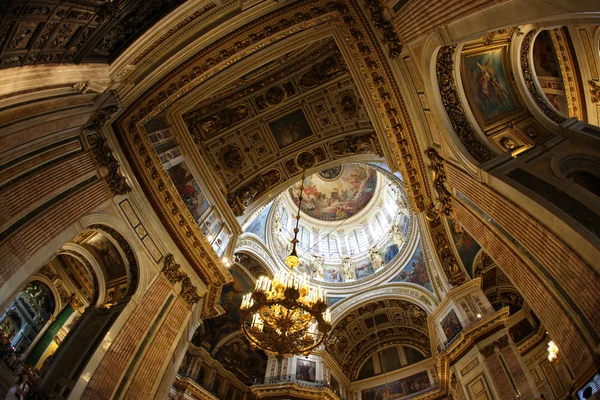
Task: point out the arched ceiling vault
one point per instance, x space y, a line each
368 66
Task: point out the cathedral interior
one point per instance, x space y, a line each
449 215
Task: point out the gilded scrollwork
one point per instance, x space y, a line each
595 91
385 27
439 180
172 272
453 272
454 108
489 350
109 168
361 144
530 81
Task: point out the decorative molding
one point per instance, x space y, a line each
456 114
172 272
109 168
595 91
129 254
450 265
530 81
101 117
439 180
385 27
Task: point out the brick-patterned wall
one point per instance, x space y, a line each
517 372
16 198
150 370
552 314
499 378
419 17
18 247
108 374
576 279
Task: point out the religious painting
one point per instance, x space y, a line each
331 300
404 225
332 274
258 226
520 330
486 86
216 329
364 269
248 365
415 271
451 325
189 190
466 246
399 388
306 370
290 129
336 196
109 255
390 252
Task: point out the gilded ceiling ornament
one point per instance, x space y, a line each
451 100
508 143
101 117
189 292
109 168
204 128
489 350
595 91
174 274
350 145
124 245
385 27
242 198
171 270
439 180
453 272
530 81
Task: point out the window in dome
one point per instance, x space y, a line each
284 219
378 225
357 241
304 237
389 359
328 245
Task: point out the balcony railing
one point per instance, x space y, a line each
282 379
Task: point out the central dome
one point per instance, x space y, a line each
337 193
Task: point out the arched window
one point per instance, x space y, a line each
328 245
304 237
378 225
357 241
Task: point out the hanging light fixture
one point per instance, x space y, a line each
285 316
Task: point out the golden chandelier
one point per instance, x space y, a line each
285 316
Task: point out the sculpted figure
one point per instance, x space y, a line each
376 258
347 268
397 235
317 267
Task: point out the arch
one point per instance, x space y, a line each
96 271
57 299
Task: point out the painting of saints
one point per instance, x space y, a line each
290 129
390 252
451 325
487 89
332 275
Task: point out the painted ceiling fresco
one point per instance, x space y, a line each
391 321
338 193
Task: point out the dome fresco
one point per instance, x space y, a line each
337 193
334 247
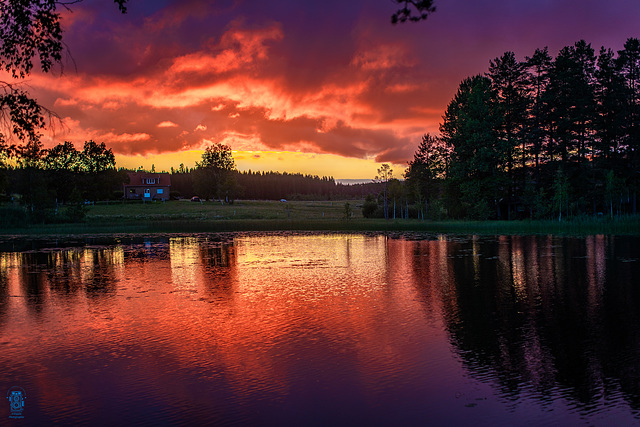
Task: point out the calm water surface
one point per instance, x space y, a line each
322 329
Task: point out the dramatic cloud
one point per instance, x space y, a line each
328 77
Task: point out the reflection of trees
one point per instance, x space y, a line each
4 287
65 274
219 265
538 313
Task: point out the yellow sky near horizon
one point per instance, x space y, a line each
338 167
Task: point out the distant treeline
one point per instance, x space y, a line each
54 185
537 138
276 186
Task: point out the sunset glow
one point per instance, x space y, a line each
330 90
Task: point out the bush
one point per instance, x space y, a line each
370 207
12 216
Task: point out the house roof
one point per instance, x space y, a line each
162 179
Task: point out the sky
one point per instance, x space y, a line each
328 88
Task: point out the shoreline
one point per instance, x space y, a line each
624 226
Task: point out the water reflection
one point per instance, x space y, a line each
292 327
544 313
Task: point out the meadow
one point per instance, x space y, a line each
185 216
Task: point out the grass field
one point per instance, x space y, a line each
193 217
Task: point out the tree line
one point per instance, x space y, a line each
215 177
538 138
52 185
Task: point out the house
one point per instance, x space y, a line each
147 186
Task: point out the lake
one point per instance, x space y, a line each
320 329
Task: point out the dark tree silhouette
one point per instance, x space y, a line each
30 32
= = = = =
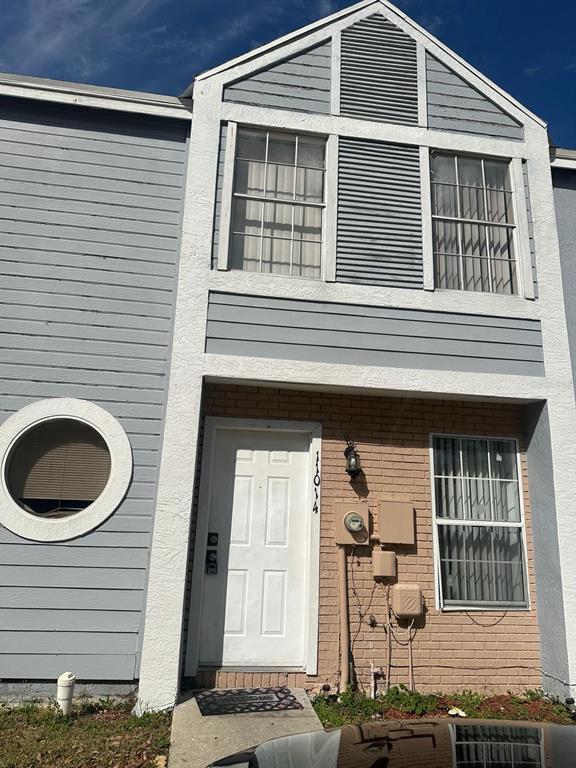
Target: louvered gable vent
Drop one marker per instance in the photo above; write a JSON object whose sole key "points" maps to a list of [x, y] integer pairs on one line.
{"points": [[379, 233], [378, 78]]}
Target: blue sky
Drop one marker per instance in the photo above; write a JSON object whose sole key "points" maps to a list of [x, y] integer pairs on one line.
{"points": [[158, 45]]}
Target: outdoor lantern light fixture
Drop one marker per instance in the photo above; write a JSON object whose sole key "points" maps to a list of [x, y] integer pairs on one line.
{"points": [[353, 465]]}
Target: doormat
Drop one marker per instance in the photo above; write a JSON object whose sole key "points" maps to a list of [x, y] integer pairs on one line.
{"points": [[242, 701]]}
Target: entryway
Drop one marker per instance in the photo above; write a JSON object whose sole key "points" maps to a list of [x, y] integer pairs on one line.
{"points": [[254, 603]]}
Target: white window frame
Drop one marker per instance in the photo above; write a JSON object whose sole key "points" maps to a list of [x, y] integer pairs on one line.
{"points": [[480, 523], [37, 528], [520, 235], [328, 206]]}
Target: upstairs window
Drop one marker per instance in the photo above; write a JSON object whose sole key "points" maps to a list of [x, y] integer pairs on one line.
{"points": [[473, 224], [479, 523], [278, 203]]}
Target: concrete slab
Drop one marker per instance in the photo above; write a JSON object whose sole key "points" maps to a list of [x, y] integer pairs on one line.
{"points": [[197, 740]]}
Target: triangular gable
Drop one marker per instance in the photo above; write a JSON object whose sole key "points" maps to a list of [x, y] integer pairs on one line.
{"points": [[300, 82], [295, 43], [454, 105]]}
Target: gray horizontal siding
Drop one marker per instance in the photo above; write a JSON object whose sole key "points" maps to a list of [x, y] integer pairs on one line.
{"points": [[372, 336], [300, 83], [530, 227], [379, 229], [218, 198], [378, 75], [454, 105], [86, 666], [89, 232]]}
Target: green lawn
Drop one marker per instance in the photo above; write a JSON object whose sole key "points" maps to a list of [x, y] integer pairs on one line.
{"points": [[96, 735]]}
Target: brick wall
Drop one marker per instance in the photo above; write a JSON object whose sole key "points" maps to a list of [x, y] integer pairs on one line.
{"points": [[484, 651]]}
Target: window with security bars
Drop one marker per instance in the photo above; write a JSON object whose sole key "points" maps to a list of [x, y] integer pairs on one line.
= = = = =
Collect every line of the records above that contains the word "ceiling".

Task: point out the arched ceiling vault
Task: point out the gilded ceiling ornament
Task: point out the painted ceiling fresco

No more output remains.